To be done – Turn each line of the material below into a JSON list of strings, one string per line, leaving out blank lines.

** START Working data **

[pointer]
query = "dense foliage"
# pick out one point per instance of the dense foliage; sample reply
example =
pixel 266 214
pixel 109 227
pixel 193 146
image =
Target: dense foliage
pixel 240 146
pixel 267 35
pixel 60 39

** END Working data **

Complete answer –
[
  "[pointer]",
  "query = \"dense foliage\"",
  "# pick out one point per instance of the dense foliage; sample reply",
  "example =",
  "pixel 266 214",
  "pixel 109 227",
  "pixel 193 146",
  "image =",
  "Target: dense foliage",
  "pixel 240 146",
  "pixel 267 35",
  "pixel 60 39"
]